- **TASK BRIEF**: Repeat each line exactly as it is written.

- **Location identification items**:
__________

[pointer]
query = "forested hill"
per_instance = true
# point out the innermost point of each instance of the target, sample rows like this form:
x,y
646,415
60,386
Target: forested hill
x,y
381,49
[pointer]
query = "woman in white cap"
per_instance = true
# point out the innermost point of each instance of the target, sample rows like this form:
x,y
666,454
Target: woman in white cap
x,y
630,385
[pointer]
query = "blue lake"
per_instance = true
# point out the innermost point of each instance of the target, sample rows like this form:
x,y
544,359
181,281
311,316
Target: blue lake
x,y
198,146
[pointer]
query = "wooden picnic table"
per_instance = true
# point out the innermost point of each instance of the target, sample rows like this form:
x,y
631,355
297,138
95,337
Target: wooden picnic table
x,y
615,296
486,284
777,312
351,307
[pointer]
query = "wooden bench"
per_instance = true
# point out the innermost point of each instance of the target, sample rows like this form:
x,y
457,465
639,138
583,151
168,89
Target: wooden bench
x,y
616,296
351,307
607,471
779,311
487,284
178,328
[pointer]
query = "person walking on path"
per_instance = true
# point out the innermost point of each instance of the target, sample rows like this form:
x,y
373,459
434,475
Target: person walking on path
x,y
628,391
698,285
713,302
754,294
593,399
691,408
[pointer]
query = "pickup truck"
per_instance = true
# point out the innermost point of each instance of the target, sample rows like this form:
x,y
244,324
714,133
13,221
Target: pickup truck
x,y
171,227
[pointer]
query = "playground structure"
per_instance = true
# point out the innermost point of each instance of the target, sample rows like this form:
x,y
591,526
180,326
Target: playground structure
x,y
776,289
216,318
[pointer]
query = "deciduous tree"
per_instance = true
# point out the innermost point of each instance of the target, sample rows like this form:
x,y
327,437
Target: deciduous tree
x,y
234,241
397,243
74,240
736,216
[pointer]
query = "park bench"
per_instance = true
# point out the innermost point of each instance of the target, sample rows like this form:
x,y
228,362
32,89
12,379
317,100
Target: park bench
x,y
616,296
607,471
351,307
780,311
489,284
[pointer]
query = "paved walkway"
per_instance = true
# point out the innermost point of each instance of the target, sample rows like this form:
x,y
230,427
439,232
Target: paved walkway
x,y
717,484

__________

- **PROBLEM SOLUTION**:
[pointer]
query = "forested hill"
per_instance = true
# point out the innermost point of each instance of the target, sample rows like this form:
x,y
646,415
60,386
Target: forested hill
x,y
381,49
[pointer]
query = "woman in white cap"
per_instance = true
# point out the innermost point of each instance of the target, sample rows like this form:
x,y
666,454
Target: woman in white cap
x,y
630,385
[pointer]
query = "blue lake"
per_instance = true
# point out the innermost point of each instance of the target, sample rows like this form:
x,y
544,359
181,281
311,316
Target: blue lake
x,y
198,146
[pointer]
query = "wooden picnic table"
per_instance = true
# point out the innermost point of each instance of the target, sample rows like this form:
x,y
631,355
297,138
95,337
Target: wooden picnic table
x,y
615,296
486,284
777,312
351,307
[pointer]
query = "wooden bench"
per_instance = true
# point out the innermost point of each instance of the target, sample rows like this form:
x,y
457,465
639,138
583,151
168,89
Target: wooden bench
x,y
616,296
351,307
607,471
779,311
487,284
178,328
[pointer]
query = "person walking on path"
per_instance = true
# point out the innermost point of each instance of the target, sample rows like this form:
x,y
373,459
434,475
Target: person walking on path
x,y
628,391
698,285
713,302
754,294
593,399
691,408
[pointer]
query = "pickup truck"
per_instance = true
# point out the innermost point of each instance of the target, sample rows like this form:
x,y
244,324
714,133
13,221
Target: pickup truck
x,y
171,227
[pointer]
query = "playground structure"
per_instance = true
# point out the innermost point of each instance of the target, sample rows like this form:
x,y
591,526
180,326
Target: playground structure
x,y
776,289
216,318
[pointer]
query = "deciduous tree"
per_instance = true
# point out the innermost point of each instance of the target, sample rows like this form:
x,y
327,437
Target: deciduous tree
x,y
234,241
397,243
74,240
736,216
[pointer]
query = "park bench"
per_instance = true
# point out the innermost point of each instance of the target, sample rows like this form:
x,y
228,362
32,89
12,379
317,100
Target: park bench
x,y
616,296
607,471
351,307
780,311
489,284
[pointer]
query = "paved walkway"
per_instance = true
# point out the innermost point of each instance of the target, sample rows like this form:
x,y
230,427
439,232
Target: paved walkway
x,y
717,484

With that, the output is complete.